Testing and development are managed with the project management tool in-Step [24]. Most test cases are executed manually. Test automation support is available only for specific network protocols and analysis reports. A parallel change management process organizes the activities concerning the handling of requests for change (RfC). It consists of the three linearly connected activities (1) collecting and inspecting RfC, (2) approving or declining RfC and (3) performing change and periodic RfC monitoring. Change management comprises also testing activities, i.e., executing test cases for the affected feature or component.

5 Results and discussion

In this section, we answer the research questions based on the studied cases. For each question, first, generalized findings are presented and, second, the related evidence is described and discussed in context of each case.

Following conventions are applied in this section: Text translated from recorded interviews or paraphrasing statements of case participants is shown in italics; comments and interpretations added by the authors are shown in square brackets.

5.1 What is the notion of risk in software testing? (RQ1)

To answer the first research question, we investigated how “risk” is understood in the different cases. The findings are:

  • F-01 The concept of risk depends on context and scope, but there is an agreement that product risks are relevant for testing, as testing is understood as measure (i.e., a protective action) to reduce the exposure of the product to risks of this type.

  • F-02 There is a general agreement that the risk as understood in the different cases follows the common definition of risk as \(R = P \circ I\), where \(P\) is its probability and \(I\) its impact. However, the definition and relation of \(P\) and \(I\) may remain informal and implicit. Both factors are usually based on (subjective) estimates made in a project or product development context.

  • F-03 The degree of formality of risk as a concept depends on the application scope. It increases when the scope widens from project to product and, furthermore, to process.

In all cases, risk management is an established activity at the project or organizational level. At this level, project as well as product risks are addressed. In software testing, the focus is on risk related to specific product properties and qualities. In all cases, we found that testing activities are understood as means to mitigate the identified product risks.

Case A Testing is used to detect quality problems before they “escape” to the field. In this way, testing reduces the involved risk. Testing is not the only measure to reduce risks. It is highly resource-intensive. So, also other quality assurance measures are applied whenever possible, for example, reviews are used for specifications and documentation. However, when it comes to executable software, testing is usually the only practicable measure available.

Even though the observed practices in testing are to some degree based on risk, Case A and Case B do not rely on a formal definition of risk. The interviewed participants agree with the definition of risk from ISTQB’s standard glossary of terms used in software testing, which defines risk as “a factor that could result in future negative consequences; usually expressed as impact and likelihood” [10]. However, this high-level definition is typically operationalized in specific contexts, usually by enumerating concrete examples for actual product risks.

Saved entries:
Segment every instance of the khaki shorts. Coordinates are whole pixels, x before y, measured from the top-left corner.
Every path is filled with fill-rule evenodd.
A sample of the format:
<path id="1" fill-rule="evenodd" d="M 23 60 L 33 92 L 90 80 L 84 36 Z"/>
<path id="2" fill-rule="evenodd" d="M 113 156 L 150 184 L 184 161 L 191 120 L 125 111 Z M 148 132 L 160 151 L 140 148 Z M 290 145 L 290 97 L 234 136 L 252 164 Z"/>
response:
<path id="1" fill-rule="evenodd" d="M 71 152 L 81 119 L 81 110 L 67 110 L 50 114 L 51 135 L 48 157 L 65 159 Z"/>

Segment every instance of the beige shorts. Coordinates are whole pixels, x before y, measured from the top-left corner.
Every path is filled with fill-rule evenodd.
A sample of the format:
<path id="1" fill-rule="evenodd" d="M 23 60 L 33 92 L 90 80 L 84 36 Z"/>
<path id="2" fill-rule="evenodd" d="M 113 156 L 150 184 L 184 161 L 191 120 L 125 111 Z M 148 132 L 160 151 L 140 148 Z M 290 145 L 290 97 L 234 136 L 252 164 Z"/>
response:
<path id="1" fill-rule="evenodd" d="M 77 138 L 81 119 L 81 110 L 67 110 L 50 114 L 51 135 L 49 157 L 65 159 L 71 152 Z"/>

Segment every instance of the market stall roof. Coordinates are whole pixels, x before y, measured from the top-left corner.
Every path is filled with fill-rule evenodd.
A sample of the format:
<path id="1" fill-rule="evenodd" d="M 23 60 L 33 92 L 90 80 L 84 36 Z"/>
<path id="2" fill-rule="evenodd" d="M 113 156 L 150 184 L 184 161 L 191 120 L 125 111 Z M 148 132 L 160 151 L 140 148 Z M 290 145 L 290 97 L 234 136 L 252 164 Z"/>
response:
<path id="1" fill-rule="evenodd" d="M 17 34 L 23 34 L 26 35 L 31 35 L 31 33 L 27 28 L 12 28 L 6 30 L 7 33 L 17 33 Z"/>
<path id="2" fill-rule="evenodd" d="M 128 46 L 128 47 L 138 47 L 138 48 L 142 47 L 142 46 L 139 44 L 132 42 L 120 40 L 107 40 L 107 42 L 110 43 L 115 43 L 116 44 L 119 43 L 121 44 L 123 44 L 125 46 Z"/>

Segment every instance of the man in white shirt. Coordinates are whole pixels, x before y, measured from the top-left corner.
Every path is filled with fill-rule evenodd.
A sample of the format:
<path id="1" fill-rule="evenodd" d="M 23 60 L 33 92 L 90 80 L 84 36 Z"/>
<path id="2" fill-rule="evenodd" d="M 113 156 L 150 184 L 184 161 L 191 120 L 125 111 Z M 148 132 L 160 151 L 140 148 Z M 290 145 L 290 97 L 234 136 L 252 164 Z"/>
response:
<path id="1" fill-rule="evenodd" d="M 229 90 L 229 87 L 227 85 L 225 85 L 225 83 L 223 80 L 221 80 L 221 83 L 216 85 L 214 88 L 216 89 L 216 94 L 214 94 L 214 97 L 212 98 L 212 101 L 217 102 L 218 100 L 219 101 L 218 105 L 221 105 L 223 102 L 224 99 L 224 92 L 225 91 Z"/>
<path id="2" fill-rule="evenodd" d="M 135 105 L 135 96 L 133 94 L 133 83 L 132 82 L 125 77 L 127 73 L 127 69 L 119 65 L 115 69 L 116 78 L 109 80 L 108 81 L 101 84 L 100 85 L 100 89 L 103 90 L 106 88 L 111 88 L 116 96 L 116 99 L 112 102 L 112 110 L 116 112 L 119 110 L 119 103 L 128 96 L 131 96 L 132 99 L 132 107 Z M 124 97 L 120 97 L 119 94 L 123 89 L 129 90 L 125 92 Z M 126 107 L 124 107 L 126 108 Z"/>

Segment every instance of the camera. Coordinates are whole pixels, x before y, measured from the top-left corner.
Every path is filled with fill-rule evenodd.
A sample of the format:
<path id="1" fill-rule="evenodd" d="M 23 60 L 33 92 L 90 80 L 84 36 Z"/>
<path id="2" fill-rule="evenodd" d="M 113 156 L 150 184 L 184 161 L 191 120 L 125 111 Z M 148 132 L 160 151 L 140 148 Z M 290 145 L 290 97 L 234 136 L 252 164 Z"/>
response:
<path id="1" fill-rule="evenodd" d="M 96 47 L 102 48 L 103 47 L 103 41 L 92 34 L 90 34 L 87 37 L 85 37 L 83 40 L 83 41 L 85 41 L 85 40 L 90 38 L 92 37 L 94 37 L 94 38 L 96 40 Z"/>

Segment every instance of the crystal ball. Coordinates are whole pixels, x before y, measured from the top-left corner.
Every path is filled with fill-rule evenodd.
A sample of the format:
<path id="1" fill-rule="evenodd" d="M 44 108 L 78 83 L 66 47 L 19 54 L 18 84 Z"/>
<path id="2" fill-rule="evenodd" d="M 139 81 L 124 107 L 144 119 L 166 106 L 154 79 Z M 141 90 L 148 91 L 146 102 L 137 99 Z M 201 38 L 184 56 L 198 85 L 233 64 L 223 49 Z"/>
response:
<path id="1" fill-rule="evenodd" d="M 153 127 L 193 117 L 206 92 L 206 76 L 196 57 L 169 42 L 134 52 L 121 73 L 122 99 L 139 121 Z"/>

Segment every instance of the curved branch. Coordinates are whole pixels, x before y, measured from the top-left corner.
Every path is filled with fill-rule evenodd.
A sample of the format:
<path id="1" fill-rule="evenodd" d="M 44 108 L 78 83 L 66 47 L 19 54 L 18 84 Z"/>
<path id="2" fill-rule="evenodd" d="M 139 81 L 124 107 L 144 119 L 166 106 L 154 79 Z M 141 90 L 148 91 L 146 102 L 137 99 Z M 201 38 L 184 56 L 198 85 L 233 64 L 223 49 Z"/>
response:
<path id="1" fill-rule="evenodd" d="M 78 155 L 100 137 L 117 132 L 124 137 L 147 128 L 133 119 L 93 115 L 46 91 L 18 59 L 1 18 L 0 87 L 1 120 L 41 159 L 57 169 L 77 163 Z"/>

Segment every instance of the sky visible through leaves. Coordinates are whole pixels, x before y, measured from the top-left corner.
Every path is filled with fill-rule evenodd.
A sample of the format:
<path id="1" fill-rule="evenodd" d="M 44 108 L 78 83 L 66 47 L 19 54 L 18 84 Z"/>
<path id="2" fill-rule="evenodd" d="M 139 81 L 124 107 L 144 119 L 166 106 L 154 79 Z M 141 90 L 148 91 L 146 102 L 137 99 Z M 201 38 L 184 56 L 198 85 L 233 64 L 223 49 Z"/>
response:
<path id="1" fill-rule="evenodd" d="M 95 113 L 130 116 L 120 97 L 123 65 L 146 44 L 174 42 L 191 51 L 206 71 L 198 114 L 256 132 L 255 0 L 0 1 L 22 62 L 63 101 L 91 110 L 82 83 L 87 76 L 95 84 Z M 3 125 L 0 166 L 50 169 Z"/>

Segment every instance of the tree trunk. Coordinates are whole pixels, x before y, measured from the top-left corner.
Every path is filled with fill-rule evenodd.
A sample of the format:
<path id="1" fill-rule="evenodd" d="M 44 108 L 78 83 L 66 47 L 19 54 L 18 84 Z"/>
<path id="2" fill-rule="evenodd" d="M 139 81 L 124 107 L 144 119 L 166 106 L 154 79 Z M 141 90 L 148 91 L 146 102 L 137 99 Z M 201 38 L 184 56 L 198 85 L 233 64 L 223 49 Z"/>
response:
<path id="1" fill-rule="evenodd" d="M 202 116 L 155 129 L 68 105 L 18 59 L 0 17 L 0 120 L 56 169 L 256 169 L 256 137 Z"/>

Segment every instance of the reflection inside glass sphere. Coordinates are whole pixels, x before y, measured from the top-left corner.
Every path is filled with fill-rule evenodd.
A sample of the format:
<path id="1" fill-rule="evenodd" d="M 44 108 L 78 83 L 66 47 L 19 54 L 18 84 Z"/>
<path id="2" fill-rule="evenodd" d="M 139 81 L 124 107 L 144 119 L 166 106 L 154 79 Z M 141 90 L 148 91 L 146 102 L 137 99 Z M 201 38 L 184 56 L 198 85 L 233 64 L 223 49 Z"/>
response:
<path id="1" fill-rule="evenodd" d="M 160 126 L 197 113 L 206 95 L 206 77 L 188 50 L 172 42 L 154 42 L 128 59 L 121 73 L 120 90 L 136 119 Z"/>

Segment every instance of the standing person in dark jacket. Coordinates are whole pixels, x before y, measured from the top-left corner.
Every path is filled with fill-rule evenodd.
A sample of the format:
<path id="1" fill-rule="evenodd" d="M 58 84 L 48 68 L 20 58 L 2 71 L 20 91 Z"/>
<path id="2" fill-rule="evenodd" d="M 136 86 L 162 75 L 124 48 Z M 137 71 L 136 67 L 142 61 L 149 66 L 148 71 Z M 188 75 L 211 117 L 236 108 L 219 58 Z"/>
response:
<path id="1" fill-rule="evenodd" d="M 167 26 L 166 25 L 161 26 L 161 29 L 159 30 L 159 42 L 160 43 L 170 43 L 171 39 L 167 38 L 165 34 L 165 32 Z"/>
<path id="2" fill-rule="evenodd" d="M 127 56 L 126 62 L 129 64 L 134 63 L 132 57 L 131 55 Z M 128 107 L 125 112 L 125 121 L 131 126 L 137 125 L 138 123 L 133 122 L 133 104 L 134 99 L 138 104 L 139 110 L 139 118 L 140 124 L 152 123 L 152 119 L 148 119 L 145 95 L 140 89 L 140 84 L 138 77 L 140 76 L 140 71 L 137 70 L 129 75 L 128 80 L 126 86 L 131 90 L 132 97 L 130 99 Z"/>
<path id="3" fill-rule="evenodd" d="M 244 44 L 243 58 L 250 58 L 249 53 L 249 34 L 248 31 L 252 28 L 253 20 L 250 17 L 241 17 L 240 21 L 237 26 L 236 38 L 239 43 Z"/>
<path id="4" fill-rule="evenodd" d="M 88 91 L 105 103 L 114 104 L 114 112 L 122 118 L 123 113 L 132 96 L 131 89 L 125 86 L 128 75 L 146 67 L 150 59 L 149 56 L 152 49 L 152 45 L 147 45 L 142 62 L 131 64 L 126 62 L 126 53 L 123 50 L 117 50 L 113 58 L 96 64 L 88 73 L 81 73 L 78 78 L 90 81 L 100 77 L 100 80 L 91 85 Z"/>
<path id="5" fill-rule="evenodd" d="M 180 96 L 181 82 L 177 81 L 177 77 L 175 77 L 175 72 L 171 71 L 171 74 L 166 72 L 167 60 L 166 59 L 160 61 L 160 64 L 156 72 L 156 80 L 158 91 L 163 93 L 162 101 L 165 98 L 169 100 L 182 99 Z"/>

Actions to take:
#1 List the three activities that make up the change management process described in the passage on risk in software testing.
#2 In the passage on risk in software testing, which tool is used to manage testing and development?
#3 Continue the passage on risk in software testing from its last sentence.
The items are separate material and have nothing to do with the passage on risk in software testing.

Outputs for the tasks:
#1
1. Collecting and inspecting RfC
2. Approving or declining RfC
3. Performing change and periodic RfC monitoring

#2 The project management tool in-Step.

#3
Examples for risks are correctness of the main usage scenarios, correct display of content (e.g., images), robustness in case of connection problems, and integration of potentially unreliable third-party services. The main source for relevant risks is the risk management conducted at project level. Risk management maintains a list of evaluated risks. The test manager is involved in identifying and evaluating these risks. Evaluation includes estimating probability and impact.

In Case B, test management does not rely on a formal risk management procedure. The understanding of risk is mainly derived from a thorough understanding of the critical characteristics of the product, and a profound expertise in the application domain. This understanding has been established over the many years of product development and testing.

Quality is related to the trust of the user in the software and its results. The highest risks are problems that threaten the reliability and accuracy of measurement results, their correct visualization, or their correct interpretation. Such problems are even more critical than crashes, even when they may lead to the loss of unsaved measurement data.

This particular understanding of risk in Case B is determined by what users and customers value most. It mainly relates to the impact, the part of the risk expressing the consequences if a problem occurs. Over time, it became “common knowledge” within the product team, as user and customer views have been found to remain stable for years.

Changes are considered the main source of problems. In contrast to the stable impact, the risk probability increases with every change made in a release. Various types of changes are considered relevant for testing.

Changes of existing functionality may lead to incorrect behavior of this functionality, adding new functionality to the software product may lead to unwanted side effects on existing unchanged functionality, and changes in the environment such as the underlying operating system may have a negative impact on the product’s stability.

In Case C, at process level, a generic risk definition is used. Risk is defined on the basis of the Factor-Criteria-Metrics model of McCall [12]. The definition considers the factors probability \(P\) and impact \(I\) as well as the additional factor time \(T\). Probability reflects the technical view, impact the business view, and time the system evolution. The factor values are determined by weighted criteria.

The probability factor is composed of the weighted technical criteria code complexity, data complexity, functional complexity, visibility, and third-party software. The impact factor is composed of the user and business-oriented weighted criteria usage, availability, importance, and performance. The time factor is composed of the criteria bug tracking, change history, new technologies, and project progress. Each factor is determined by a specific metric. Metrics can be determined manually or automatically.

The definition of risk in Case C is more formal than the definition in the Cases A and B. Probability, impact and time are explicitly defined on the basis of several criteria. For each criterion, metrics are defined to determine the value in an objective way. The metrics can be calculated manually by a suitable stakeholder or even automatically. For instance, the importance is measured manually on a five-point Likert scale and the code complexity is measured automatically by the McCabe complexity [25].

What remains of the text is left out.